Your reply should be an exact copy of the lines from the one that holds "Task: point out every instance of the white medical face" to the end of the data below.

[Records excerpted from a collection]
# # # # #

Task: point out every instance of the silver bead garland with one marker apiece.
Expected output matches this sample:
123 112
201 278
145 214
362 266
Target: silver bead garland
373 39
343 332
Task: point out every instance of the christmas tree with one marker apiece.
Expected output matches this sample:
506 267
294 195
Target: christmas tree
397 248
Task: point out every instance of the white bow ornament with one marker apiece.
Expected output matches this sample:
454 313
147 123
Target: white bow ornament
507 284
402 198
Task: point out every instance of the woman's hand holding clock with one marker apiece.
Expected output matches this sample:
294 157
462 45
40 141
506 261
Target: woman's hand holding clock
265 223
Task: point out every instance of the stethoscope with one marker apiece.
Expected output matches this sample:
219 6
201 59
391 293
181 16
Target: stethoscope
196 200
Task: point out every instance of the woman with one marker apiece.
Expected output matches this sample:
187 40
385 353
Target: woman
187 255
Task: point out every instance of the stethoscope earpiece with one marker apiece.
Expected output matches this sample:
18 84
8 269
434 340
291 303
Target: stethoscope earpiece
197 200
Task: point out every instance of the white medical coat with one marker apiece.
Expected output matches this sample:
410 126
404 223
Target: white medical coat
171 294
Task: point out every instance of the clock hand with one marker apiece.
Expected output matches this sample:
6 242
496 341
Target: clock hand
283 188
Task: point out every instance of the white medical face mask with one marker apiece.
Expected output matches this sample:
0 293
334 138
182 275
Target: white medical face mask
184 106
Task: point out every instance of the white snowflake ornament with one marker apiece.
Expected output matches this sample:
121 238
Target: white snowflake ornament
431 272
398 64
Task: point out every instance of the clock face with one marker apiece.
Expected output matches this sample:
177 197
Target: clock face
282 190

# # # # #

## COMPLETED TASK
Task: point out every instance of the white medical face mask with one marker apiece.
Expected output matches this sample:
0 293
334 138
182 275
Target: white medical face mask
184 106
Task: point out every instance of the white snowflake ornament with one marker apiece.
Expected output matches this sample:
121 238
Target: white snowflake ornament
431 272
398 64
Task: point out every instance of the clock face with one marker apiece.
Expected output matches this sample:
177 197
Target: clock face
282 190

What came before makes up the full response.